**SOURCE PASSAGE**
Business Aviation Key to Developing New Green Technologies

Electric Aircraft

19 May 2021

Business aviation has established itself as a pivotal sector in the European Union’s effort to reduce aviation’s environmental impact, according to industry experts on the EBACE Connect panel “Sustainability: Hydrogen or Electrification – Are We Ready?”

Moderator Rohit Jaggi, a deputy editor at the Financial Times, noted that while aviation accounts for just 2% of the world’s greenhouse gas emissions, the industry is committed to reducing this footprint and meeting the goals of initiatives like the European Green Deal, which targets net-zero greenhouse gas emissions for the EU by 2050. And, according to the expert panel, business aviation is essential to reaching this goal.
“The business aviation sector is well-placed to help the aviation industry in this journey because it was the first sector to really care about reducing emissions by designing aircraft that reduced fuel consumption and making them the best possible examples for testing new technologies,” said Sebastiano Fumero, the European Commission’s head of future low emission industries.

Dr. Anita Sengupta, CEO founder of Hyrdoplane Ltd, a company developing an aviation-specific hydrogen fuel cell, concurred with this assessment. “I think that business aviation has the unique ability to bring about the investment and the interest in these new green aviation technologies,” she said. “Whether it is sustainable aviation fuels (SAF), electrification of aircraft for shorter-range flights, urban air mobility or the retrofitting of single-engine aircraft with hydrogen fuel cells, business aviation will play a key role in that use.”

**EXERCISES**
1. In the article on business aviation and green technology, what does the European Green Deal target?
2. Write a continuation of the article on business aviation and green technology, picking up after its final sentence.

(Region pointing material)
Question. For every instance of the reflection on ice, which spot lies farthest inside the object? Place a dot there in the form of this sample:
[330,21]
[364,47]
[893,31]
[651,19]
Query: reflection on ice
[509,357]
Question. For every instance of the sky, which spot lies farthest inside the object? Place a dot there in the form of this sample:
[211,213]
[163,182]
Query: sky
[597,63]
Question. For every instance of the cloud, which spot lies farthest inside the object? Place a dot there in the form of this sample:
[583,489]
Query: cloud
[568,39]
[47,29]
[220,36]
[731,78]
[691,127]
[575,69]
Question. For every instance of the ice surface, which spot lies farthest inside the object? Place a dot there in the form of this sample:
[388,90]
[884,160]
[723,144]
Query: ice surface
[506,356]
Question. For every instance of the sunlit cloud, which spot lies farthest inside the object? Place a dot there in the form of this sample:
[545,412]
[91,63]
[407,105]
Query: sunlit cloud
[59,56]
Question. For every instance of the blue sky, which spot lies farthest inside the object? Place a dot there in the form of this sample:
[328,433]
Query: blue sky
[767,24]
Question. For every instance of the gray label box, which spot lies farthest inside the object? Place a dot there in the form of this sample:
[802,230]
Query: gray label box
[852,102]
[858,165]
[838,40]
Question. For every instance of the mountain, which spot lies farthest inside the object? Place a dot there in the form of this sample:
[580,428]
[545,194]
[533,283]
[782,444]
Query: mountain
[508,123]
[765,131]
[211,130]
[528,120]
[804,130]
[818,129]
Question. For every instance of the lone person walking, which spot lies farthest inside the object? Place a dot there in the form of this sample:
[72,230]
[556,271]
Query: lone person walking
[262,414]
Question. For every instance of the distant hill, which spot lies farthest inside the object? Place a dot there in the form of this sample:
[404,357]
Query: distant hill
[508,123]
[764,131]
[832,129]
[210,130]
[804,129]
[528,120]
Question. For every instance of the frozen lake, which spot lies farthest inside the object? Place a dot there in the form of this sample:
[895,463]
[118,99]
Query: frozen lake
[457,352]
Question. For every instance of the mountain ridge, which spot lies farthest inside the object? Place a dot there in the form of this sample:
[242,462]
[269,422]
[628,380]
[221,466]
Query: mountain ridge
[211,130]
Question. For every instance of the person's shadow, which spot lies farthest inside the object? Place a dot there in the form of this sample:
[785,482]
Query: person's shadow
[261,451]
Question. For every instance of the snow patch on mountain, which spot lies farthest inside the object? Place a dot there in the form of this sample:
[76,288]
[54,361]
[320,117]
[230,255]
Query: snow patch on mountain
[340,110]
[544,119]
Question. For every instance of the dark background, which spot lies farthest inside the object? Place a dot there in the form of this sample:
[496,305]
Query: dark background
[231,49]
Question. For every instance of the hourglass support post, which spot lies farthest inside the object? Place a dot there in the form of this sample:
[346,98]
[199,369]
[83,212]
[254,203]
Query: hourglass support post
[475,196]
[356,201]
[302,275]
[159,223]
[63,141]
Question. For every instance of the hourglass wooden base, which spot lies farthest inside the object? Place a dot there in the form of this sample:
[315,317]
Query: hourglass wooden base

**ANSWERS GIVEN**
1. Net-zero greenhouse gas emissions for the EU by 2050.

2.
While some technologies are in their infancy, others like SAF, can help aviation make an immediate impact on greenhouse gas emission, noted Dr. Patricia Parlevliet, senior research project leader at Airbus’s Blue Sky research center, although she pointed out that investment in these technologies is needed for them to have an impact.

“Scale-up in the short-term is one of the largest challenges for sustainability,” said Parlevliet. “There are plenty of sources for SAF… but what I constantly recognize is that money is needed to facilitate the scale-up of sustainable aviation fuels. It’s sometimes difficult to go from laboratory scale to a higher quantity of sustainable aviation fuels because scaling up can uncover problems not seen in the lab. We need pilot plans to resolve these issues, and these pilot plans are missing.”

Despite such challenges, the aviation industry will successfully reduce greenhouse gas emissions, noted Parlevliet. “At Airbus Blue Sky we are convinced that a carbon-neutral aviation industry is not only possible, it also is achievable within our lifetime,” she said.